» **Exercise details**: Return the following lines as they appear, starting with the line that contains "Where is the white" and going on through the line that contains "top-left (0, 32), bottom-right (600, 400)".

» **Data supplied**:
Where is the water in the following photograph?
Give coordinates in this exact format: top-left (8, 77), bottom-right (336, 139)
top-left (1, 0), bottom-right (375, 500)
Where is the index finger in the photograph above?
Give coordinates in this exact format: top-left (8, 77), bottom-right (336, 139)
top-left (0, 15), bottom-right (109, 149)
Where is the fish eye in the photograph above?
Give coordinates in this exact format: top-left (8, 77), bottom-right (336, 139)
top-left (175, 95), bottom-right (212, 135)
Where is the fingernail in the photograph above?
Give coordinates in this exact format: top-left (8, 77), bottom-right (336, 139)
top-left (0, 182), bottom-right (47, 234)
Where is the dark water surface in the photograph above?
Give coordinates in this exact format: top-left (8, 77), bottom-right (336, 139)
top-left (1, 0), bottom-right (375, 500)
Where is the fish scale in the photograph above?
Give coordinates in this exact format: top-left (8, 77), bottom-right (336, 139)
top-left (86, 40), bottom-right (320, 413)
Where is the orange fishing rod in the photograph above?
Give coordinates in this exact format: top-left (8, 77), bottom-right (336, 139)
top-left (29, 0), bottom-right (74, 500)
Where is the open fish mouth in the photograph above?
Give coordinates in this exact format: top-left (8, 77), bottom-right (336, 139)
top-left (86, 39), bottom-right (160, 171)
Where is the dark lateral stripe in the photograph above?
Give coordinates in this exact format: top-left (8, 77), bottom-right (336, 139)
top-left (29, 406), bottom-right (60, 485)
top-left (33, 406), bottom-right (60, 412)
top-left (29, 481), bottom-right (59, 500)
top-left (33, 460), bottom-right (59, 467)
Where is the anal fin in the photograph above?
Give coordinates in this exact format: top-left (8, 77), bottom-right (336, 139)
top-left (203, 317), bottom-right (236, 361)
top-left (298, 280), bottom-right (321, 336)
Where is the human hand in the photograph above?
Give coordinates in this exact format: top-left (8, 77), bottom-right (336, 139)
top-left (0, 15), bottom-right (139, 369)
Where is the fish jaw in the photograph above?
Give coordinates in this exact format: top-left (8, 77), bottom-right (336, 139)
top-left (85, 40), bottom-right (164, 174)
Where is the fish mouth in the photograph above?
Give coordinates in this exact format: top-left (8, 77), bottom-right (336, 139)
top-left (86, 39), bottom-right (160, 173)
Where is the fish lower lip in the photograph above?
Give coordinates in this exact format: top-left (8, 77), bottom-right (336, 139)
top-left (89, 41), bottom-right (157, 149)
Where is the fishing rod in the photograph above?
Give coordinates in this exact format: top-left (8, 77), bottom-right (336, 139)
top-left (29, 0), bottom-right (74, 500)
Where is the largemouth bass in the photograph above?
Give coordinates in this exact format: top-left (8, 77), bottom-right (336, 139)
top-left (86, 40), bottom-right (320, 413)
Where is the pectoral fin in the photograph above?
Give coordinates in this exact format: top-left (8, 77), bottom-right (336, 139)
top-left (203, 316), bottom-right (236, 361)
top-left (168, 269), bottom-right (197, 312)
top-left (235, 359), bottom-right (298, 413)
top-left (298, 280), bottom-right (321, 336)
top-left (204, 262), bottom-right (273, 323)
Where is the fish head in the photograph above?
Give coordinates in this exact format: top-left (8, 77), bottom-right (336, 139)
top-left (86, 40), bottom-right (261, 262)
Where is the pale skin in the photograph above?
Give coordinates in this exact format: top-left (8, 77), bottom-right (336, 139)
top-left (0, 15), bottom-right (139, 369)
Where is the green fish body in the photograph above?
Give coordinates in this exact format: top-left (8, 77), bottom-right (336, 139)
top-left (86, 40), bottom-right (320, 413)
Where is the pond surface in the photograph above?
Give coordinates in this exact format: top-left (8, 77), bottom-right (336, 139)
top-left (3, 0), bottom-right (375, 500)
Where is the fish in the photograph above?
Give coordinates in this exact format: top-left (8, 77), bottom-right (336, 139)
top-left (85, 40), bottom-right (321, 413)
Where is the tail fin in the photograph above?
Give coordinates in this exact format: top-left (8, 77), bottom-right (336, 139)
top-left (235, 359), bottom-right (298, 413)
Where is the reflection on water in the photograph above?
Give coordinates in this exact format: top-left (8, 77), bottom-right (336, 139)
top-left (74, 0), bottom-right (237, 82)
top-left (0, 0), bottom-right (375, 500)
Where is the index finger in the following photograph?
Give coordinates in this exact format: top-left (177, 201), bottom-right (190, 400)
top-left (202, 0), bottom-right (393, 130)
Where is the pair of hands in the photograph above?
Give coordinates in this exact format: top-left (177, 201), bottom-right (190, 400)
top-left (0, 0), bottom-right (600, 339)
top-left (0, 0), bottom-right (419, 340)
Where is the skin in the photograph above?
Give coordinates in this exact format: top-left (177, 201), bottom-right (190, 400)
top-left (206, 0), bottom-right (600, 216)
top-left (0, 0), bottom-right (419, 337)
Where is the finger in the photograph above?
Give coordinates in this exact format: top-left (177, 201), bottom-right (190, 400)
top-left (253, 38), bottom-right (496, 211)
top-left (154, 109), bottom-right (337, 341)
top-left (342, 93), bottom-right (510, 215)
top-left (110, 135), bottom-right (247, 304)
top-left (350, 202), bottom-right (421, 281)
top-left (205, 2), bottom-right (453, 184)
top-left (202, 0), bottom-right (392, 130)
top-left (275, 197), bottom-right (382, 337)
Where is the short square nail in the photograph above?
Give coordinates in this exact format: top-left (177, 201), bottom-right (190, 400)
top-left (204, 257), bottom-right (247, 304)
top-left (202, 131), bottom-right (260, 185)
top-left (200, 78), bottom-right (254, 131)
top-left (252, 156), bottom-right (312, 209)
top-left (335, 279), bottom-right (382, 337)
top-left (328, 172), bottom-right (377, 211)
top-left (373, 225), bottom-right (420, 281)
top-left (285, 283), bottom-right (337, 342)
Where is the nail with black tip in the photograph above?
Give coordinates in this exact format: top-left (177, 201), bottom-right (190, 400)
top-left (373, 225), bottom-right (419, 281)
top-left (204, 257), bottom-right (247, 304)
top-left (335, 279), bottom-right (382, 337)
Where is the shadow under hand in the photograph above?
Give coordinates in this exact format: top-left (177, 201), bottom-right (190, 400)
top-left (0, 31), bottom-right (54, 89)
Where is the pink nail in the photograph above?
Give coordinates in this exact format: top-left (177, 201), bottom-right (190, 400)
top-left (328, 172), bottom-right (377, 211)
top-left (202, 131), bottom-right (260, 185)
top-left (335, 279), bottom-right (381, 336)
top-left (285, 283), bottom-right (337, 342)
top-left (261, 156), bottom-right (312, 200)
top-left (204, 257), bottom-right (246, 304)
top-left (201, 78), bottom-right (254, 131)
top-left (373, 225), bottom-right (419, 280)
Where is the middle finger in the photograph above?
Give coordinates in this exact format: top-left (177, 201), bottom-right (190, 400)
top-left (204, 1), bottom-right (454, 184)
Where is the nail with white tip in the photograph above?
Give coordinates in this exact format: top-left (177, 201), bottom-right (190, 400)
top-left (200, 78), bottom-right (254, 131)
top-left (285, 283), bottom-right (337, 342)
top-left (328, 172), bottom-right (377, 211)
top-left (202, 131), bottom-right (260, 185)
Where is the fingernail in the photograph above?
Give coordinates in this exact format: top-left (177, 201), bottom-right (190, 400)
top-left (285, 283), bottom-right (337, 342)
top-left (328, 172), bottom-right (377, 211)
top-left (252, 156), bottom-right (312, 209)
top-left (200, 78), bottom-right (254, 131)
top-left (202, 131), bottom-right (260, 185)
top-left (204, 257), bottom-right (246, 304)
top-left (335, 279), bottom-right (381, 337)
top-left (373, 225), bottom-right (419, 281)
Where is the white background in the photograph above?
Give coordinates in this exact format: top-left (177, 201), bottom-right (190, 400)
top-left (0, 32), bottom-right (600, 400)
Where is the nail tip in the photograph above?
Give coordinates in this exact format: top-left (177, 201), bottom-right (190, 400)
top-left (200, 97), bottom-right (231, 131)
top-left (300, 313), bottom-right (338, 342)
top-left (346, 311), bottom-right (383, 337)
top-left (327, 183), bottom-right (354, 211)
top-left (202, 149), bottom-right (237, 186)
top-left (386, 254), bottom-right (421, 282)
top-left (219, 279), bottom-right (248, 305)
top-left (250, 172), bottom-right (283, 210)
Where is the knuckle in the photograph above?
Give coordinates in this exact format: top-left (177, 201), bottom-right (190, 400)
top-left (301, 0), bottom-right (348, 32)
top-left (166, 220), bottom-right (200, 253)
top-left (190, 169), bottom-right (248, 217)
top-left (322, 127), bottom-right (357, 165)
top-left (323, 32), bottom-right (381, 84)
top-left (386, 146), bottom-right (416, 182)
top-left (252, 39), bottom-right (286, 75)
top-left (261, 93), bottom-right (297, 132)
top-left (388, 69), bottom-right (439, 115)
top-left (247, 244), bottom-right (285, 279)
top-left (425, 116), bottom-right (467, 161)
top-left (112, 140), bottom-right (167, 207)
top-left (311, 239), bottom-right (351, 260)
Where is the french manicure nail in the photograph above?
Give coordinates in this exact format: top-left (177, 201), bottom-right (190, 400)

» **Right answer**:
Where is the white background in the photograph above?
Give coordinates in this exact format: top-left (177, 201), bottom-right (190, 400)
top-left (0, 32), bottom-right (600, 400)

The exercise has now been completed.